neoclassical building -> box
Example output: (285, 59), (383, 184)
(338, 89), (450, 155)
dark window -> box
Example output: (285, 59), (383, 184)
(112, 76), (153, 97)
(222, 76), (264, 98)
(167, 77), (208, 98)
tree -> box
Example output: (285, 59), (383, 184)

---

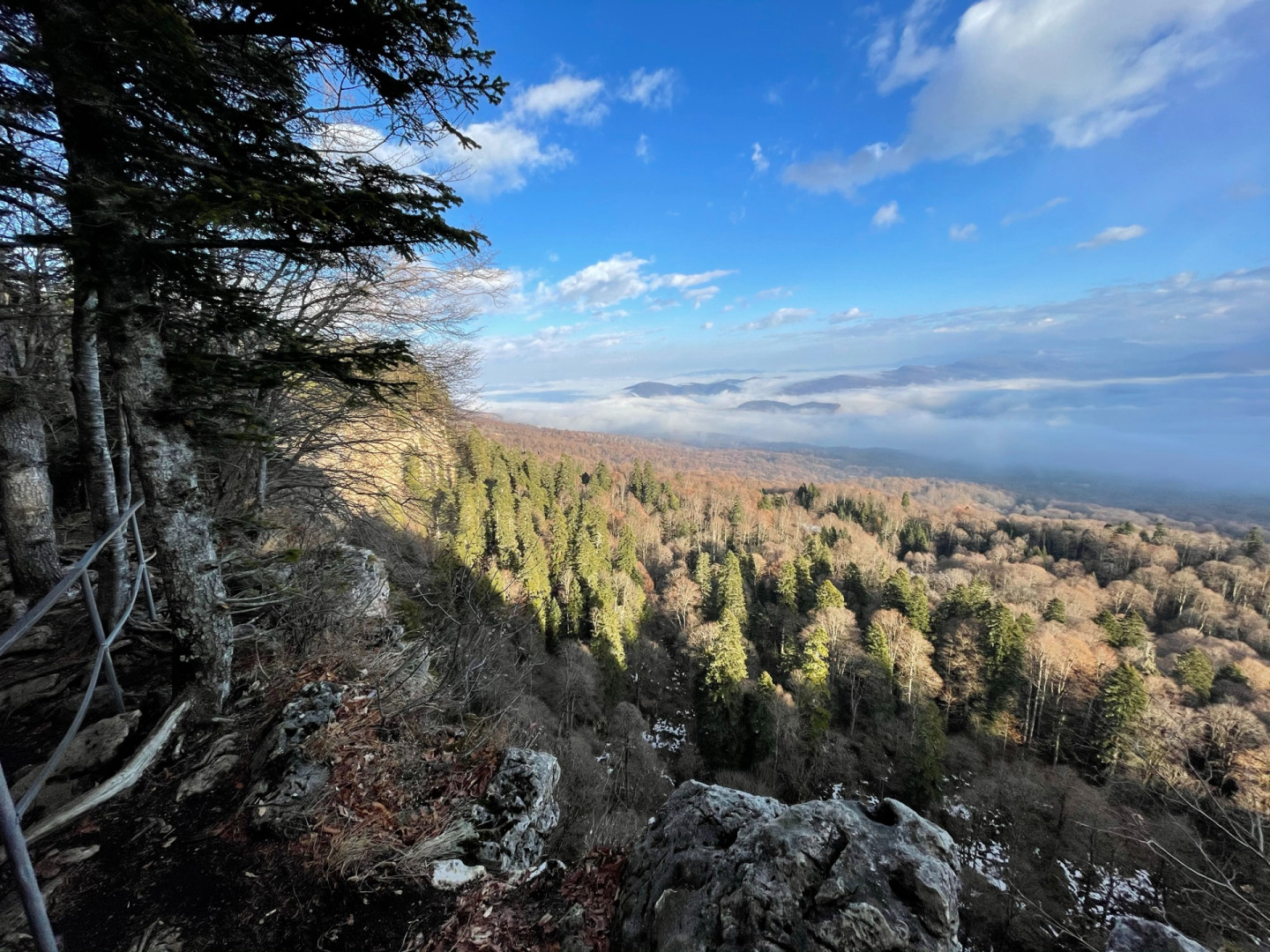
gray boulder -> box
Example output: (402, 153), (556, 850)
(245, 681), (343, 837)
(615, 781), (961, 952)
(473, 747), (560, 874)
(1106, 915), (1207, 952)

__WRITTEN TASK__: Could you scale the records from the line with "neoclassical building -> box" up to and including the line with "(167, 77), (208, 98)"? Reproduce every line in that range, requests and their sample outputs unchanged, but multiply each coordinate in the answer boxes by 2.45 and round it to a whole number, with halves rounded up.

__TASK RESPONSE__:
neoclassical building -> box
Example output: (285, 59), (383, 184)
(828, 218), (1103, 380)
dark window -> box
Example output: (285, 59), (383, 184)
(274, 186), (375, 238)
(544, 186), (647, 240)
(409, 189), (510, 240)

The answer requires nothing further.